_Your goal_. Nothing should appear in the answer except the lines from the one with "of the shrub" through the end of the listing below, transcribed exactly and without pictures.

_Input_.

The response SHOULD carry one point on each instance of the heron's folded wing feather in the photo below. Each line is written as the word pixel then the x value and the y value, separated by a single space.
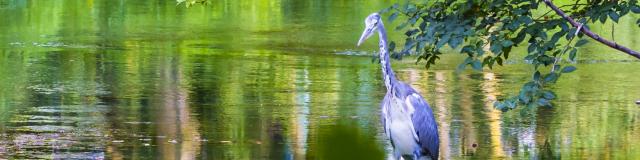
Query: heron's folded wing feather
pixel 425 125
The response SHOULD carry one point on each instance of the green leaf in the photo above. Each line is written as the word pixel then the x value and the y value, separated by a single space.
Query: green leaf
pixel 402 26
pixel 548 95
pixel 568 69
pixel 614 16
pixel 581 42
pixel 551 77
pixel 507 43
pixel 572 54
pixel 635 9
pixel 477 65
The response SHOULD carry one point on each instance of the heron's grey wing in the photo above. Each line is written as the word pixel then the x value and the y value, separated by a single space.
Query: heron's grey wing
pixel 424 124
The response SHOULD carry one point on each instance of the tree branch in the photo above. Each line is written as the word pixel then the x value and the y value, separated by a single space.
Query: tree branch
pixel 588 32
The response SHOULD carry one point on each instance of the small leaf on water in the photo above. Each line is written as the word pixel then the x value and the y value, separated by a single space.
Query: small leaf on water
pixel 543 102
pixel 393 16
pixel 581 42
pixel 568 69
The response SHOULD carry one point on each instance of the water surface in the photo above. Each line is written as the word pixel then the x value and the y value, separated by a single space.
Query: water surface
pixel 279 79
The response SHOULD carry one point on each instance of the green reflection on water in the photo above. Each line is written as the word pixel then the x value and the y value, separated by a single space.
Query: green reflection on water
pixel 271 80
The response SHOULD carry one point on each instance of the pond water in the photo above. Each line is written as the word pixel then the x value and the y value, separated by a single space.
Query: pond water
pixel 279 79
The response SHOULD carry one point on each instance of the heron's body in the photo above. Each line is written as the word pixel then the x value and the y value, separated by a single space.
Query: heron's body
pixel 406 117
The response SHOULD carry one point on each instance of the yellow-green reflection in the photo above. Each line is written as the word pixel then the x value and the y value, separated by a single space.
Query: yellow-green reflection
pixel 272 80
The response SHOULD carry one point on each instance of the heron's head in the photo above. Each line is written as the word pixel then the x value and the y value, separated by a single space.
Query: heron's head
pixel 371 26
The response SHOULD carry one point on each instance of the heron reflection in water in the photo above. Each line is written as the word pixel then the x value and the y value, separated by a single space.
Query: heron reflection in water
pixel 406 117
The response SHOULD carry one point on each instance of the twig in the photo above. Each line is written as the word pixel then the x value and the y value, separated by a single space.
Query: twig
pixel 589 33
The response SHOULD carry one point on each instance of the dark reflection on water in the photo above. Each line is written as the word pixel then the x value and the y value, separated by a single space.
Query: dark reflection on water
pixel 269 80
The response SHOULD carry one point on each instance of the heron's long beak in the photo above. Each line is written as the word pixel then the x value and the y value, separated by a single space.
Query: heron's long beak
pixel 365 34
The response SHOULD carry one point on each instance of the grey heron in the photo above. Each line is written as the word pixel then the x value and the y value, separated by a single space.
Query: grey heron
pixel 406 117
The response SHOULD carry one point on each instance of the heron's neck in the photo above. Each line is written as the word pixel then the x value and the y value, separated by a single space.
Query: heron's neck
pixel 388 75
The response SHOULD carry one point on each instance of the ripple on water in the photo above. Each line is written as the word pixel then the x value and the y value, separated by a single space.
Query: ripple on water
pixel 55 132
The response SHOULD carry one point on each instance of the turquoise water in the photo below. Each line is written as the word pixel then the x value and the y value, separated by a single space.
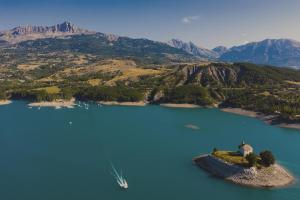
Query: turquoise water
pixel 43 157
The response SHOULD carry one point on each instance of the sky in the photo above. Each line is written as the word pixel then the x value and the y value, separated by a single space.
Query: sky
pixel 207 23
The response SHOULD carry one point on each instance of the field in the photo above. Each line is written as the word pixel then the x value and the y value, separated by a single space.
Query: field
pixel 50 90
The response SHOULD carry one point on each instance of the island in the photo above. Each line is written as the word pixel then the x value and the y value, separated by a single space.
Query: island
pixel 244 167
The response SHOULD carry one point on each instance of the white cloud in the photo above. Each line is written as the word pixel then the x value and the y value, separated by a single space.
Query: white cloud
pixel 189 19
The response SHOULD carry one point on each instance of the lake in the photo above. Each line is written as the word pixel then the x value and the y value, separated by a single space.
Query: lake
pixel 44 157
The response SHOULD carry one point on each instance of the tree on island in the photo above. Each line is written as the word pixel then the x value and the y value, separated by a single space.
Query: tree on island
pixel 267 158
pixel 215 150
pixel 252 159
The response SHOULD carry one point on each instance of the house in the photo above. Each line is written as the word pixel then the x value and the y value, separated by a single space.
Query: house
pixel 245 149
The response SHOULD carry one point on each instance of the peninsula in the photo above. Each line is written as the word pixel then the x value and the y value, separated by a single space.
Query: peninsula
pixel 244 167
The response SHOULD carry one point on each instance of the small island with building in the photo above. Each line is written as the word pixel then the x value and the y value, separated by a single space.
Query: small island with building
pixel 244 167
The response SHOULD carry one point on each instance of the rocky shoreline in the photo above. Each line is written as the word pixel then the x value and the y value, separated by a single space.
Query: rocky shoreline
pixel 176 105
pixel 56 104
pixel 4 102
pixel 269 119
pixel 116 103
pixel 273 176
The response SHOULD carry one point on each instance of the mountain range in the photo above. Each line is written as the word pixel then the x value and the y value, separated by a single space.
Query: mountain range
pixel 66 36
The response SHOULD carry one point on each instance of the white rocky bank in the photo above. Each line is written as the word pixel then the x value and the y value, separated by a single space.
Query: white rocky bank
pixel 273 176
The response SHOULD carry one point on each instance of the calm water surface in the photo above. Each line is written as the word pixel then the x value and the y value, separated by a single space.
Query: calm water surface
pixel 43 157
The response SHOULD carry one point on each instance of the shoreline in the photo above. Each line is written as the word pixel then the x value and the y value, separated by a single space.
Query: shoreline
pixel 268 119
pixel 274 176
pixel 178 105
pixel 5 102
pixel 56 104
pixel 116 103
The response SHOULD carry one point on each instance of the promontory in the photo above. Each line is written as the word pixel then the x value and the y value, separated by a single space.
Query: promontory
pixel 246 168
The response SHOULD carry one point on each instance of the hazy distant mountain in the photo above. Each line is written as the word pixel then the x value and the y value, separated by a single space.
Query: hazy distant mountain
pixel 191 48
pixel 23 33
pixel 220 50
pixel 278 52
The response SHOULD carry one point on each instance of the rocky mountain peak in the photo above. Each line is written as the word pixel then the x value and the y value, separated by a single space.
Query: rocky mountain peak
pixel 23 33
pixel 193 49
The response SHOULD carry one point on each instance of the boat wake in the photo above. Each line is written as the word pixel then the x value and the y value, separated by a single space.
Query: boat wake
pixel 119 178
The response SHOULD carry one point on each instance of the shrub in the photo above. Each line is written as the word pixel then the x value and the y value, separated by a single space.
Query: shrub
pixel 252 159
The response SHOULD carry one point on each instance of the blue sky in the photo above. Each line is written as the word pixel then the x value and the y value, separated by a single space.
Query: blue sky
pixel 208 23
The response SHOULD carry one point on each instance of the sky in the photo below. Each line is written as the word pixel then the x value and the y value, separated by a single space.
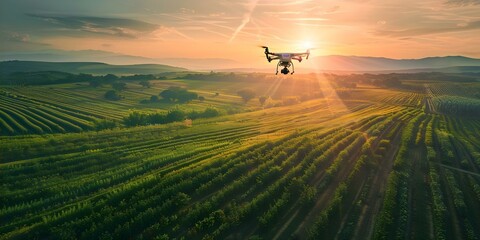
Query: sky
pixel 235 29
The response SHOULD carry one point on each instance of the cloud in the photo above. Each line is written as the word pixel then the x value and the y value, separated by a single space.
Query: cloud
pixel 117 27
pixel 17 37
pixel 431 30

_Exercise result_.
The response SHOULD carry one point on each instance of the shrub in the photo above. Each line is written as the word pixel then the x value and the y value, separated by a single space.
Query: shrub
pixel 252 159
The response SHOULD carry one point on each instance of the blue sky in the photo above. Each line is written as the word pixel then the x value and the y value, separated by a single space.
Query: blue sky
pixel 208 23
The response SHOULD carry one point on each instance of the sky in the photo below. Each line is written as the word pixel then the x value and the y value, separated by a single space.
Query: sky
pixel 235 29
The response SHOULD carry one point on each instance of the cloud in the photo above. Each line is written as the word pixel then the x value and the y value, separated by a single space.
Query: cloud
pixel 117 27
pixel 17 37
pixel 431 30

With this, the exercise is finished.